Records for this exercise
###

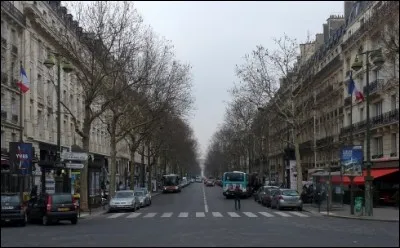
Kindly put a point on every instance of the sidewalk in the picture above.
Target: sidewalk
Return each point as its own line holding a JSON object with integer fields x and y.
{"x": 101, "y": 210}
{"x": 390, "y": 214}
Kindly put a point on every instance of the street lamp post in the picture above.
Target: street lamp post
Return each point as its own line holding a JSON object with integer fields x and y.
{"x": 67, "y": 67}
{"x": 378, "y": 60}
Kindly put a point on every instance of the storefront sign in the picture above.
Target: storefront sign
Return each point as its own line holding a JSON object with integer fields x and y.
{"x": 74, "y": 156}
{"x": 74, "y": 165}
{"x": 351, "y": 160}
{"x": 21, "y": 157}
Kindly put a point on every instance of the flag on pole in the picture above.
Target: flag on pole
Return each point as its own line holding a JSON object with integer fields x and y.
{"x": 23, "y": 84}
{"x": 352, "y": 88}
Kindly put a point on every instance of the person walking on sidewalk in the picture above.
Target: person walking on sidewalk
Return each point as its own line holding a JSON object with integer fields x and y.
{"x": 238, "y": 192}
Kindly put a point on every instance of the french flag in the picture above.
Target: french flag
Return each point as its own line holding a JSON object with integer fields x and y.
{"x": 24, "y": 83}
{"x": 352, "y": 88}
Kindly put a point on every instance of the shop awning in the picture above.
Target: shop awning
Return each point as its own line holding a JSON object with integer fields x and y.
{"x": 360, "y": 180}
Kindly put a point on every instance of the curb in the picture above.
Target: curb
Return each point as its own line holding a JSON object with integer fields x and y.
{"x": 358, "y": 218}
{"x": 87, "y": 215}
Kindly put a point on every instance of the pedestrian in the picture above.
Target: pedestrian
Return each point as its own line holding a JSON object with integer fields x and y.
{"x": 237, "y": 197}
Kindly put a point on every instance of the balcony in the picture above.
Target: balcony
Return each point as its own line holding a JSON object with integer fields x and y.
{"x": 327, "y": 141}
{"x": 385, "y": 118}
{"x": 14, "y": 119}
{"x": 3, "y": 42}
{"x": 347, "y": 101}
{"x": 3, "y": 115}
{"x": 374, "y": 87}
{"x": 14, "y": 49}
{"x": 4, "y": 78}
{"x": 9, "y": 8}
{"x": 382, "y": 119}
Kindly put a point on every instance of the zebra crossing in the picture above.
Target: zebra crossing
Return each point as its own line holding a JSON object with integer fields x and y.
{"x": 147, "y": 215}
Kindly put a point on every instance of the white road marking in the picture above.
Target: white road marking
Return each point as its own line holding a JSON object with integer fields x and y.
{"x": 150, "y": 215}
{"x": 299, "y": 214}
{"x": 266, "y": 214}
{"x": 250, "y": 214}
{"x": 282, "y": 214}
{"x": 205, "y": 200}
{"x": 183, "y": 215}
{"x": 200, "y": 214}
{"x": 233, "y": 214}
{"x": 217, "y": 214}
{"x": 166, "y": 215}
{"x": 133, "y": 215}
{"x": 115, "y": 215}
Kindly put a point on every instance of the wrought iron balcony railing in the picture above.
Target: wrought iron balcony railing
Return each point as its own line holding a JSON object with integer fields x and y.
{"x": 9, "y": 7}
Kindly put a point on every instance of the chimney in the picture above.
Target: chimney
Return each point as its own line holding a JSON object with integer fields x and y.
{"x": 347, "y": 9}
{"x": 319, "y": 40}
{"x": 326, "y": 32}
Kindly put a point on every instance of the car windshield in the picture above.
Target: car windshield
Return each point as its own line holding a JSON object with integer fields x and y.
{"x": 234, "y": 177}
{"x": 9, "y": 199}
{"x": 139, "y": 193}
{"x": 62, "y": 199}
{"x": 123, "y": 195}
{"x": 290, "y": 193}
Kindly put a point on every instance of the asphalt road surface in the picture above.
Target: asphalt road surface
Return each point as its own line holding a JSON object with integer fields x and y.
{"x": 201, "y": 216}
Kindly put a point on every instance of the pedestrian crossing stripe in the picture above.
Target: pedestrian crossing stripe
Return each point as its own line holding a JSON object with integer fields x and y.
{"x": 217, "y": 214}
{"x": 213, "y": 214}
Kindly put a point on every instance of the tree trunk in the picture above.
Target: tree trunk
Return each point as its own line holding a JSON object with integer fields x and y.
{"x": 84, "y": 187}
{"x": 132, "y": 176}
{"x": 298, "y": 163}
{"x": 113, "y": 146}
{"x": 149, "y": 165}
{"x": 142, "y": 169}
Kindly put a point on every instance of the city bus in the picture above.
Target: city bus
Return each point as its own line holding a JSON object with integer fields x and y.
{"x": 171, "y": 183}
{"x": 235, "y": 178}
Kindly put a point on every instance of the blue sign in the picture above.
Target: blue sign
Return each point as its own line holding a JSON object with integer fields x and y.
{"x": 21, "y": 157}
{"x": 351, "y": 160}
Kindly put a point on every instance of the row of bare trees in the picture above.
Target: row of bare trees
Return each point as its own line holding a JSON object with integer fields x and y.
{"x": 131, "y": 82}
{"x": 280, "y": 83}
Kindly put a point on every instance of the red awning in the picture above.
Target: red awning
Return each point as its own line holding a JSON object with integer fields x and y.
{"x": 360, "y": 180}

###

What you will do
Output each line of the listing above as a JSON list of strings, one string per line, starting at the line containing "Kindly put a point on every instance of the city" and running through the end of the listing. Leave out blank lines.

Task solution
[
  "Kindly put a point on every instance of the city bus in the picture above.",
  "Target: city bus",
  "Return each point as its own line holding a JSON object with integer fields x and y.",
  "{\"x\": 171, \"y\": 183}",
  "{\"x\": 235, \"y\": 178}",
  "Kindly put a point on every instance of the blue sign in the picture above.",
  "Target: blue sign",
  "Return each point as its own line holding a JSON object with integer fields x and y.",
  "{\"x\": 21, \"y\": 157}",
  "{\"x\": 351, \"y\": 160}",
  "Kindly put a point on every instance of the row of bare trees in the picture above.",
  "Target: row of bare trees",
  "Return each point as its own line holding a JSON object with integer fields x and y.",
  "{\"x\": 131, \"y\": 82}",
  "{\"x\": 280, \"y\": 83}",
  "Kindly put a point on every instance of the red awning in the picture above.",
  "Target: red awning",
  "Return each point as its own line holding a JSON object with integer fields x and y.",
  "{\"x\": 360, \"y\": 180}"
]